Task statement: Print each entry as it appears. Images stay out of the copy.

Records shown:
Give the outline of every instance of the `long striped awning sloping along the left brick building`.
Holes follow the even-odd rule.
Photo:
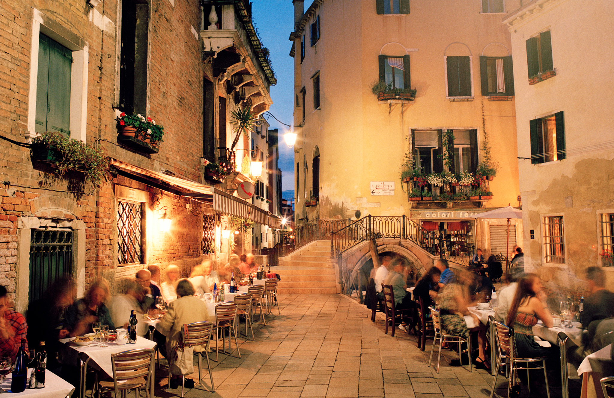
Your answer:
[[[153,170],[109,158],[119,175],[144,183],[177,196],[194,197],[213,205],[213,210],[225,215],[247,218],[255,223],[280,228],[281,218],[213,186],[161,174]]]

Exercise response:
Give the outline of every instance of the `long striped awning sloping along the left brick building`.
Holes follow the even-odd rule.
Photo:
Your answer:
[[[153,170],[109,158],[119,175],[144,183],[177,196],[194,197],[213,205],[213,210],[225,215],[247,218],[255,223],[280,228],[281,218],[213,186],[161,174]]]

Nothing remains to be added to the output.